> **REQUIRED TASK**: Can you copy, word for word, everything from the line containing "A single pin marks each instance of the truck dump" down to the final line below, including both ends?

■ ■ ■ ■ ■ ■ ■

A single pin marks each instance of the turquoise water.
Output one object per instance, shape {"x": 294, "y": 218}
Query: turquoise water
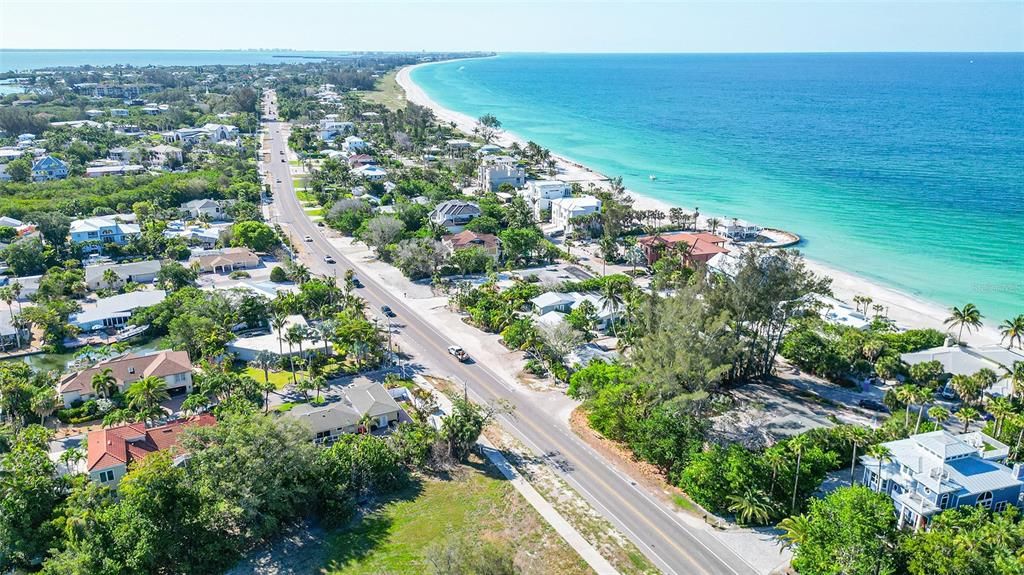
{"x": 33, "y": 59}
{"x": 907, "y": 169}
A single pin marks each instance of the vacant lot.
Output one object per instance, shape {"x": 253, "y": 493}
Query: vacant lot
{"x": 475, "y": 503}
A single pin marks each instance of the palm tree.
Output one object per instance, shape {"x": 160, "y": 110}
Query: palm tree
{"x": 145, "y": 395}
{"x": 968, "y": 316}
{"x": 999, "y": 407}
{"x": 967, "y": 414}
{"x": 104, "y": 384}
{"x": 795, "y": 530}
{"x": 797, "y": 445}
{"x": 858, "y": 437}
{"x": 938, "y": 413}
{"x": 751, "y": 506}
{"x": 882, "y": 454}
{"x": 1013, "y": 329}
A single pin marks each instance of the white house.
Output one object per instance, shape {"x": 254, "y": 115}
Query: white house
{"x": 539, "y": 193}
{"x": 564, "y": 209}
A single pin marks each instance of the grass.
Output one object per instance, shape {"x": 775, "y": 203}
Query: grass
{"x": 475, "y": 504}
{"x": 279, "y": 379}
{"x": 387, "y": 92}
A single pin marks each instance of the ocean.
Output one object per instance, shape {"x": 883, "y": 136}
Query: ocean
{"x": 34, "y": 59}
{"x": 905, "y": 169}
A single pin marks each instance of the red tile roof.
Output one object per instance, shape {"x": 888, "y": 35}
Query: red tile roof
{"x": 129, "y": 369}
{"x": 132, "y": 442}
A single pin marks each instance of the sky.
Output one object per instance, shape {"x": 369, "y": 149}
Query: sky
{"x": 514, "y": 26}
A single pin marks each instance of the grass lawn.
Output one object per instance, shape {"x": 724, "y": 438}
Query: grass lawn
{"x": 279, "y": 379}
{"x": 387, "y": 92}
{"x": 476, "y": 503}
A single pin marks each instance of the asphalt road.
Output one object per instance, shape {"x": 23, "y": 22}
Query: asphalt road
{"x": 671, "y": 545}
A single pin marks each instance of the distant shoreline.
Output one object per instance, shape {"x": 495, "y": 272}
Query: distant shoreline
{"x": 905, "y": 309}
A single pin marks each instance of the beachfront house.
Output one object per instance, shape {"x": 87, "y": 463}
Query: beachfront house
{"x": 564, "y": 209}
{"x": 112, "y": 450}
{"x": 466, "y": 239}
{"x": 361, "y": 403}
{"x": 210, "y": 209}
{"x": 454, "y": 214}
{"x": 93, "y": 232}
{"x": 693, "y": 248}
{"x": 173, "y": 367}
{"x": 114, "y": 312}
{"x": 498, "y": 170}
{"x": 48, "y": 168}
{"x": 539, "y": 194}
{"x": 932, "y": 472}
{"x": 114, "y": 276}
{"x": 225, "y": 261}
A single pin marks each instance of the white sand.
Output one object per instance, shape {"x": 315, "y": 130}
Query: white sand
{"x": 906, "y": 310}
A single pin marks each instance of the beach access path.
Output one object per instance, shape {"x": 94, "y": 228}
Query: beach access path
{"x": 905, "y": 309}
{"x": 540, "y": 419}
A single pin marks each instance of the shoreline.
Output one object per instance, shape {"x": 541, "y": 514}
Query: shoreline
{"x": 907, "y": 310}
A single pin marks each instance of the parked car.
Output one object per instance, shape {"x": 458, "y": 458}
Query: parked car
{"x": 458, "y": 353}
{"x": 872, "y": 405}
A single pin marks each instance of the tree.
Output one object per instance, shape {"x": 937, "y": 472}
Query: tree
{"x": 255, "y": 235}
{"x": 1013, "y": 329}
{"x": 381, "y": 231}
{"x": 849, "y": 532}
{"x": 880, "y": 453}
{"x": 968, "y": 316}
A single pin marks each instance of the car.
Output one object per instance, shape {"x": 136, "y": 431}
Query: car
{"x": 872, "y": 405}
{"x": 458, "y": 353}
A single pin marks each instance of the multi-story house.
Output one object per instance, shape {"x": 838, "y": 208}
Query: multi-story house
{"x": 103, "y": 229}
{"x": 932, "y": 472}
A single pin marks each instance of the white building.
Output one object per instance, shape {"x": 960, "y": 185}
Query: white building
{"x": 564, "y": 209}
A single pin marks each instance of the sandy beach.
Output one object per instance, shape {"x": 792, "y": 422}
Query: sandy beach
{"x": 905, "y": 309}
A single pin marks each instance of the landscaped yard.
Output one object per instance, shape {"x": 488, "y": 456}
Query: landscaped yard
{"x": 476, "y": 504}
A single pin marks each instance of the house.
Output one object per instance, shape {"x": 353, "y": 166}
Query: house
{"x": 968, "y": 360}
{"x": 539, "y": 194}
{"x": 138, "y": 272}
{"x": 454, "y": 214}
{"x": 12, "y": 334}
{"x": 164, "y": 155}
{"x": 103, "y": 229}
{"x": 225, "y": 261}
{"x": 932, "y": 472}
{"x": 331, "y": 129}
{"x": 246, "y": 349}
{"x": 371, "y": 173}
{"x": 112, "y": 450}
{"x": 465, "y": 239}
{"x": 353, "y": 145}
{"x": 49, "y": 168}
{"x": 211, "y": 209}
{"x": 692, "y": 248}
{"x": 172, "y": 366}
{"x": 126, "y": 170}
{"x": 564, "y": 209}
{"x": 359, "y": 402}
{"x": 493, "y": 173}
{"x": 115, "y": 312}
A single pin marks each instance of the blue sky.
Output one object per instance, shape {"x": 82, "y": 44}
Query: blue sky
{"x": 516, "y": 26}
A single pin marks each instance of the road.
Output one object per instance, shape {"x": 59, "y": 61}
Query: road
{"x": 654, "y": 528}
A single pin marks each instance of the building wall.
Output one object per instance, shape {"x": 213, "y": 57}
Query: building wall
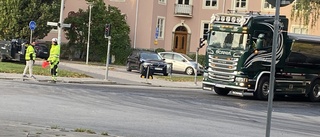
{"x": 293, "y": 24}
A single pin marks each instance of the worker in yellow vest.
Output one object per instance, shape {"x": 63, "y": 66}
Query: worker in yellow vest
{"x": 54, "y": 59}
{"x": 30, "y": 56}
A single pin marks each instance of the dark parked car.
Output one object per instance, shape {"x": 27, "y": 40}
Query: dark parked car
{"x": 42, "y": 51}
{"x": 139, "y": 59}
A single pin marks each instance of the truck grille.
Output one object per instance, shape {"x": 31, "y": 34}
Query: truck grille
{"x": 222, "y": 69}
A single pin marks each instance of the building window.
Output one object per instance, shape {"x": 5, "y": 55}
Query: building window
{"x": 160, "y": 26}
{"x": 267, "y": 6}
{"x": 162, "y": 1}
{"x": 299, "y": 30}
{"x": 210, "y": 3}
{"x": 242, "y": 4}
{"x": 184, "y": 2}
{"x": 205, "y": 29}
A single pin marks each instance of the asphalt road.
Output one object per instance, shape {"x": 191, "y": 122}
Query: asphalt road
{"x": 135, "y": 111}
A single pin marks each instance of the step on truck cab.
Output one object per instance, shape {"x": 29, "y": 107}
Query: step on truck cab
{"x": 238, "y": 57}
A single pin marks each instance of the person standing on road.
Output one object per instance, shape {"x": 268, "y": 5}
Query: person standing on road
{"x": 30, "y": 56}
{"x": 54, "y": 59}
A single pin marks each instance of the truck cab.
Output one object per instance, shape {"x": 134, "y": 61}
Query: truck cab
{"x": 238, "y": 57}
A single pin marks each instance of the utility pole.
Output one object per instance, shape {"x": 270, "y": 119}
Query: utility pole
{"x": 277, "y": 4}
{"x": 89, "y": 25}
{"x": 60, "y": 22}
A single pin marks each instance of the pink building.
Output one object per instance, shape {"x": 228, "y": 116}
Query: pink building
{"x": 180, "y": 23}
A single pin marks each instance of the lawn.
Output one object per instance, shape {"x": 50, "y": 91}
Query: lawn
{"x": 13, "y": 67}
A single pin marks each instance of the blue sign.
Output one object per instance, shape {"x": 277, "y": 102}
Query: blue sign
{"x": 32, "y": 25}
{"x": 157, "y": 33}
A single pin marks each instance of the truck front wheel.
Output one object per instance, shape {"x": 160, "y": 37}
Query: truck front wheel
{"x": 221, "y": 91}
{"x": 314, "y": 93}
{"x": 262, "y": 91}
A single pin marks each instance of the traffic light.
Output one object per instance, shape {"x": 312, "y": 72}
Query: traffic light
{"x": 107, "y": 30}
{"x": 202, "y": 42}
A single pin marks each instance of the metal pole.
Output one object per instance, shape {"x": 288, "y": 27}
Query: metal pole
{"x": 135, "y": 25}
{"x": 196, "y": 68}
{"x": 107, "y": 62}
{"x": 88, "y": 42}
{"x": 273, "y": 67}
{"x": 31, "y": 36}
{"x": 60, "y": 22}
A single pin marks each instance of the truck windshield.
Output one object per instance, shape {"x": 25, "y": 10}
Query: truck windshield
{"x": 228, "y": 40}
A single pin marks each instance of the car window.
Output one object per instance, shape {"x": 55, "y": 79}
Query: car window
{"x": 187, "y": 57}
{"x": 177, "y": 57}
{"x": 167, "y": 56}
{"x": 150, "y": 56}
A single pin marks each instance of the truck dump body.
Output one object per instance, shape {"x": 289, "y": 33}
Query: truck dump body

■ ■ ■ ■ ■ ■ ■

> **THE OUTPUT**:
A single pin marks each instance of the truck dump body.
Output one object per instance, shape {"x": 289, "y": 33}
Query: truck dump body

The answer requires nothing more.